## EXERCISE PROMPT
Present the records below as a Markdown table with columns headed Row and Line, one row per line, skipping blank lines and leaving the pictures out.

----------

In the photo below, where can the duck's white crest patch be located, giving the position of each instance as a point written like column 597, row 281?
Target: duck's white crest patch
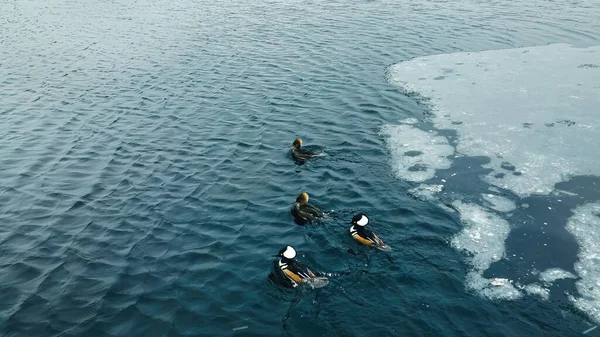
column 289, row 253
column 363, row 221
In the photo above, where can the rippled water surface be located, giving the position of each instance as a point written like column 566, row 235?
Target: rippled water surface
column 145, row 181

----------

## RESULT OF THIS TASK
| Row | Line |
|---|---|
| 1 | In the photo below, where can the duck's white crest patch be located, giving the position of each instance as a point written like column 597, row 281? |
| 2 | Target: duck's white crest patch |
| 3 | column 289, row 253 |
| 4 | column 363, row 221 |
| 5 | In the photo above, where can the rippled water surface be located, giving the position of each instance as a point written like column 566, row 235? |
| 6 | Target: rippled water surface |
| 7 | column 145, row 181 |